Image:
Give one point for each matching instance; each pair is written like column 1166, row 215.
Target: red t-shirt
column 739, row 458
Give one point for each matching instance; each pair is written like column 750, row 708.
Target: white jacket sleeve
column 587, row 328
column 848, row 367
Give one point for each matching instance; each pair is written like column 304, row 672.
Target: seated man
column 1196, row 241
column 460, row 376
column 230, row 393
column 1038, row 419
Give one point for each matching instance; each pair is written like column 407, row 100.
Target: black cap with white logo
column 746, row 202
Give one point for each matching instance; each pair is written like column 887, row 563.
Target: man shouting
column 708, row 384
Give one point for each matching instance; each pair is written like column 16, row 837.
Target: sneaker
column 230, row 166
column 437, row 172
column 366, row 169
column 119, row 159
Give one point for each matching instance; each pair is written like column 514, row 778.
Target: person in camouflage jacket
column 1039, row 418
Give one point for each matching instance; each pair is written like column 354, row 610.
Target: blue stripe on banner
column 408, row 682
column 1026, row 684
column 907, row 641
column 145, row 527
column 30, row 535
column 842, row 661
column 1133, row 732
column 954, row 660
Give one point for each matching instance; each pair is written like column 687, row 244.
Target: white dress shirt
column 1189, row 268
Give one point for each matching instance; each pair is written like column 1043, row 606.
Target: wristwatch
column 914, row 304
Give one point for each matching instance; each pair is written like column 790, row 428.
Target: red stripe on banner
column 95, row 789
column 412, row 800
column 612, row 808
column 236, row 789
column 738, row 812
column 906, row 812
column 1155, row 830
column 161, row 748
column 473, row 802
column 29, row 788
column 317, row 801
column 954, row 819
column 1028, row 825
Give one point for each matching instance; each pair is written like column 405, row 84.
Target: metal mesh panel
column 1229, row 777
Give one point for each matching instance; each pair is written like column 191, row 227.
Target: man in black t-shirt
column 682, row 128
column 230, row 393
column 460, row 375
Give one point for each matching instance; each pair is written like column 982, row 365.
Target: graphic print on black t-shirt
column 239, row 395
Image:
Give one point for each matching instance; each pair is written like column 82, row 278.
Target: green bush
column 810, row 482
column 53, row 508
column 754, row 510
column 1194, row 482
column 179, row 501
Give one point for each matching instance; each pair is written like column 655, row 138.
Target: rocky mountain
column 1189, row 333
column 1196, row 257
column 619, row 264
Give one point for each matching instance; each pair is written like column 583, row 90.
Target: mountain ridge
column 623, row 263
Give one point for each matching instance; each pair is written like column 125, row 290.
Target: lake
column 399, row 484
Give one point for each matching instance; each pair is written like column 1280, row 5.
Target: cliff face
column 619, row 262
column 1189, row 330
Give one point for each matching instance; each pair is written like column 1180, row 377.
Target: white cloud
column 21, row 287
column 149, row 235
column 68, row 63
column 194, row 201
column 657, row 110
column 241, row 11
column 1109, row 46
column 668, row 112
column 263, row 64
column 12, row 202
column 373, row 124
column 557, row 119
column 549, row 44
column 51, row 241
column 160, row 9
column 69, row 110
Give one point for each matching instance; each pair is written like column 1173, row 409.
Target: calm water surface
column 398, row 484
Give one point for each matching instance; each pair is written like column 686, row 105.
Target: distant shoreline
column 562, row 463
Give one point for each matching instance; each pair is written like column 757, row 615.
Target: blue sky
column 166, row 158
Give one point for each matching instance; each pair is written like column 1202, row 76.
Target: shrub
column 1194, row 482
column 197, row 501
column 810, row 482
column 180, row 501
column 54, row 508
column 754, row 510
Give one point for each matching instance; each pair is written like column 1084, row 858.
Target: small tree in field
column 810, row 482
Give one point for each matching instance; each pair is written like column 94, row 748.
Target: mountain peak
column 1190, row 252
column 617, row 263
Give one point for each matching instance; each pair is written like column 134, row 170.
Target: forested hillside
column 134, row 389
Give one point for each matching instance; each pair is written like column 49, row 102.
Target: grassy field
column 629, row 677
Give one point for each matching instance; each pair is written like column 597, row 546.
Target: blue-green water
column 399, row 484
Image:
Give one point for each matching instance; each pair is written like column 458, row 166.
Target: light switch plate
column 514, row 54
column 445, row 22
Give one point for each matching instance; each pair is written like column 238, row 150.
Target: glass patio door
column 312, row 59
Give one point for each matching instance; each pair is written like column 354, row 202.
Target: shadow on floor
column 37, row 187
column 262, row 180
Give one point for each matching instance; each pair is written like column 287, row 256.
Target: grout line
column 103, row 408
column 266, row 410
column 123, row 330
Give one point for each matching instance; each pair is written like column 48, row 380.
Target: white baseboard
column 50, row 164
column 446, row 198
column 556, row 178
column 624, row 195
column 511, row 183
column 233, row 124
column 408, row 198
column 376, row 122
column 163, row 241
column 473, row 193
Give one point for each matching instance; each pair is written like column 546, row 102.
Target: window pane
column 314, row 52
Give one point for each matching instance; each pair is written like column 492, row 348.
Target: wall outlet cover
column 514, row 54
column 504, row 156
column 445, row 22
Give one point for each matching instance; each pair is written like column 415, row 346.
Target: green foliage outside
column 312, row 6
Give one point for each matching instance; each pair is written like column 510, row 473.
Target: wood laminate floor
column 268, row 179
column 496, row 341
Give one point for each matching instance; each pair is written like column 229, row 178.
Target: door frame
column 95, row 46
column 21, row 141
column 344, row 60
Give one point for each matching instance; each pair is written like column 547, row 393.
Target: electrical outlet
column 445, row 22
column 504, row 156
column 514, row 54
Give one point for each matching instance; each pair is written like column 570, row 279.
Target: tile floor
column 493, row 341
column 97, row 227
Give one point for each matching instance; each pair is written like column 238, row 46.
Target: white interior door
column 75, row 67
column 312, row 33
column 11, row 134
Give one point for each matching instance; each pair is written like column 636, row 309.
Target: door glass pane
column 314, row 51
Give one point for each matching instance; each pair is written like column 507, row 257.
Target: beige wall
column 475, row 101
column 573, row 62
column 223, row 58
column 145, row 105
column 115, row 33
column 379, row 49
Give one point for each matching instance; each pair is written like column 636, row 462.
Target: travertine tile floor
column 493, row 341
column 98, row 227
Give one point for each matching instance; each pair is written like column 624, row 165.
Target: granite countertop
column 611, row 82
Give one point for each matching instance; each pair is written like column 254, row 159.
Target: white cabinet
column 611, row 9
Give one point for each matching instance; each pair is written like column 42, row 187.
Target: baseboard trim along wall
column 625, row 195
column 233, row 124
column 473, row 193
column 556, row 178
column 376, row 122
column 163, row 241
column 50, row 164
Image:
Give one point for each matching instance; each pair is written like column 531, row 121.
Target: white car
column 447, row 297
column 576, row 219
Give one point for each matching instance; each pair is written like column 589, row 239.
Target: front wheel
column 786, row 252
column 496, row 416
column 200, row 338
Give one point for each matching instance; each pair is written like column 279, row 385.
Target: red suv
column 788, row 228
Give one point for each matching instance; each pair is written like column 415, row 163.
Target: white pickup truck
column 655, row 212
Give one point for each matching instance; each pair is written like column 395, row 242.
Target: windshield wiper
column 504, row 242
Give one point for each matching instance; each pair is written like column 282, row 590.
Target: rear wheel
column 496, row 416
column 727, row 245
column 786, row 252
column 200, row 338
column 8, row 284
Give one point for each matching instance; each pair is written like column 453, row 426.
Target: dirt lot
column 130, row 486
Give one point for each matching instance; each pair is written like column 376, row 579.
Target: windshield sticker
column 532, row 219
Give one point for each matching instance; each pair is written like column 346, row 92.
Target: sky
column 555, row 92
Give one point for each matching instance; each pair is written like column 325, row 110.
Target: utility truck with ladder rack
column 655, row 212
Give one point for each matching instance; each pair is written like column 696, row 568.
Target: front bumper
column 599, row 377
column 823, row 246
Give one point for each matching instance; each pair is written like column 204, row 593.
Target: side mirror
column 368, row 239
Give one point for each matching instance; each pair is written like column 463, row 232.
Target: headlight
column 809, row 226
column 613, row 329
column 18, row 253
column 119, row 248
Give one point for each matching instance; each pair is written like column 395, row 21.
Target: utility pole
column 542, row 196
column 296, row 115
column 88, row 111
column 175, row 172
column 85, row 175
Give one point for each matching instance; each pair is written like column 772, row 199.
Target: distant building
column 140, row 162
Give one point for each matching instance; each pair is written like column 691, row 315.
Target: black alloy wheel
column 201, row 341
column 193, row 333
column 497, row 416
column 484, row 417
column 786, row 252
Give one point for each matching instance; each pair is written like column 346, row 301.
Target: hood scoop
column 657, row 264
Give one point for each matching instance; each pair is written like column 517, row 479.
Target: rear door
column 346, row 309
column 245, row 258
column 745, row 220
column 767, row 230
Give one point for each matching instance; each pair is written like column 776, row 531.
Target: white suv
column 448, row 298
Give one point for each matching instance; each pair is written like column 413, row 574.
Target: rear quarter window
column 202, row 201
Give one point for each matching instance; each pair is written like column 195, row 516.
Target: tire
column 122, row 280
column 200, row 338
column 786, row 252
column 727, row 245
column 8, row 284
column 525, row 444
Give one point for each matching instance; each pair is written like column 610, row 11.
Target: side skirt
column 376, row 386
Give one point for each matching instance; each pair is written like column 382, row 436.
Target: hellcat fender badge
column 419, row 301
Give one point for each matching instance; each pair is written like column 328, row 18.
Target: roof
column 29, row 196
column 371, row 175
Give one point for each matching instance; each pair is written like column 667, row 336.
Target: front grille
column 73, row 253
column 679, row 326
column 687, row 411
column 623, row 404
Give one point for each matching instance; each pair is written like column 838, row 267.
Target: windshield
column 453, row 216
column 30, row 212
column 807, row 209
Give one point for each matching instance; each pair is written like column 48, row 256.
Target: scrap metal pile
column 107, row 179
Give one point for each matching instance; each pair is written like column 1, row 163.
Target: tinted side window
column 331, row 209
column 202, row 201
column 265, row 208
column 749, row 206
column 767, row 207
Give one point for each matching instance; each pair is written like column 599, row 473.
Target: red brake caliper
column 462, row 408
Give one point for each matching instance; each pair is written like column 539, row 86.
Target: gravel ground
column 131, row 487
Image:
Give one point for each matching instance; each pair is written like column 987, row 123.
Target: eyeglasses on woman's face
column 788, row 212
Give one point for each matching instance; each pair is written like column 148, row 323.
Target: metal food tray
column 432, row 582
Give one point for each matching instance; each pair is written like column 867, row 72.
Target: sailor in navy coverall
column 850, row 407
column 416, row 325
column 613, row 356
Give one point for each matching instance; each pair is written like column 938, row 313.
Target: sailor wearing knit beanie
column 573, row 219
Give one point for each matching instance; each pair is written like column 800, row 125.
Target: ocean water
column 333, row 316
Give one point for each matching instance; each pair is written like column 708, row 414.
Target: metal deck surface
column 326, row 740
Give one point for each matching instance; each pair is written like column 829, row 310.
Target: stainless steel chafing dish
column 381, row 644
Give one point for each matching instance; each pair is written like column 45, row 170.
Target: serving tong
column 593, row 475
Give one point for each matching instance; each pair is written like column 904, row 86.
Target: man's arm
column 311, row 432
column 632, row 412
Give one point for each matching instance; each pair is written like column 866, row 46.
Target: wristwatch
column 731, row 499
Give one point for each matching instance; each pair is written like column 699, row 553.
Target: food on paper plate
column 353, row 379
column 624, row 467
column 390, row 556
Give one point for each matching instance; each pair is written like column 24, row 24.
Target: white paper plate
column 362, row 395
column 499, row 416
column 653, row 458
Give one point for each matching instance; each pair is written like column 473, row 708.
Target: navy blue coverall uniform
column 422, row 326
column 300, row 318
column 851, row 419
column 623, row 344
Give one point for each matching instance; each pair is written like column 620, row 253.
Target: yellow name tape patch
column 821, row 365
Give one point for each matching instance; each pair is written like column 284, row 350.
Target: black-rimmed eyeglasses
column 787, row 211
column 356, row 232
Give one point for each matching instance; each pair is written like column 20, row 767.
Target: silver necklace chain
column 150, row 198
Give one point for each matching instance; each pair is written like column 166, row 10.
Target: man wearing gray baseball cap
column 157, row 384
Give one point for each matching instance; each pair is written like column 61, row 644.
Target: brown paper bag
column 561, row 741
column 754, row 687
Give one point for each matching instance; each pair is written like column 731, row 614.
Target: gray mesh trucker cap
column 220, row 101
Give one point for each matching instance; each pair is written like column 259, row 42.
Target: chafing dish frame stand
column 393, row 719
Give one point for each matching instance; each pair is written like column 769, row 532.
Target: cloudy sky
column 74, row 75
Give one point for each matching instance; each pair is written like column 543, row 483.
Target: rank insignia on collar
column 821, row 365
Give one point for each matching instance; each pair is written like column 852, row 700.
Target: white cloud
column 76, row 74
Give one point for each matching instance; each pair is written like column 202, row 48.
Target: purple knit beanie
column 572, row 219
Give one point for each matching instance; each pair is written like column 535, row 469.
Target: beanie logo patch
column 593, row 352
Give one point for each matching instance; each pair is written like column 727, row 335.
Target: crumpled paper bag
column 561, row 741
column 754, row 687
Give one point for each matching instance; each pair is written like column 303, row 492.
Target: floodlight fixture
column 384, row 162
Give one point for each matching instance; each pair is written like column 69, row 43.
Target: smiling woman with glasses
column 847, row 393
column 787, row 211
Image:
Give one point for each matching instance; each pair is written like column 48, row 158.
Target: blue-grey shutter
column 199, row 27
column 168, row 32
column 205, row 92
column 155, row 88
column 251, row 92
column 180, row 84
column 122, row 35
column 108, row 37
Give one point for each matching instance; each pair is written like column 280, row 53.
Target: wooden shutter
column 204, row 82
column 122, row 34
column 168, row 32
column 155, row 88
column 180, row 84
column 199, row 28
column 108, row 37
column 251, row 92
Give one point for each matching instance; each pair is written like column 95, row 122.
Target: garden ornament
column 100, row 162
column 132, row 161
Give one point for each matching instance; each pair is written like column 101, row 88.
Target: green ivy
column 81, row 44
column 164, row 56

- [Exercise prompt]: The lines needed run from the first line of the data through the line containing "16, row 837."; give them again exactly and nothing else.

- [Solved problem]:
Image:
Give one point for each matching instance; each pair is written like column 1166, row 215.
Target: red t-shirt
column 739, row 458
Give one point for each matching instance; each pair is written like column 750, row 708.
Target: white jacket sleeve
column 587, row 328
column 848, row 367
Give one point for each matching instance; each pair is written like column 304, row 672.
Target: seated man
column 1196, row 241
column 460, row 376
column 230, row 393
column 1038, row 419
Give one point for each matching instance; each pair is written like column 407, row 100.
Target: black cap with white logo
column 746, row 202
Give one point for each matching instance; each pair is written like column 887, row 563.
Target: man shouting
column 708, row 384
Give one point for each matching instance; each pair is written like column 16, row 837.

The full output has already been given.